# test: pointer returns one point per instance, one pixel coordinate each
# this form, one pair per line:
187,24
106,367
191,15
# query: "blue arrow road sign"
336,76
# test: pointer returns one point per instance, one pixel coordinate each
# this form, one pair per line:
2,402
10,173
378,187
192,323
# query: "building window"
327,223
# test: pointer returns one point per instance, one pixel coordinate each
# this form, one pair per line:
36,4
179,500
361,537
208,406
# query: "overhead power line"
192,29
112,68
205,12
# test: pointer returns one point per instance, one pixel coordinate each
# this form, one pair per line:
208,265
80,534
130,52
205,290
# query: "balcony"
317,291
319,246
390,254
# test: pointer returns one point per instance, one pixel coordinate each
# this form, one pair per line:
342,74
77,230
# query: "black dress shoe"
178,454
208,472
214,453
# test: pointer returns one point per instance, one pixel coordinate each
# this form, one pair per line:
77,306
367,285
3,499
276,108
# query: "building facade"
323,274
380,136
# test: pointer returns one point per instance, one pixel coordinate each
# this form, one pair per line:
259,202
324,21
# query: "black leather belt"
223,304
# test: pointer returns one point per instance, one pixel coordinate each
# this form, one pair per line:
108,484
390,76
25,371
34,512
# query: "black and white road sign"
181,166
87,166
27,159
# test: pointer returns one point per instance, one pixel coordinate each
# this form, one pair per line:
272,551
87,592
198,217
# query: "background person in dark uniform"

---+---

*Directive*.
Count the lines above that contain the string "road", matching case exactly, and give only the number.

*Full answer*.
2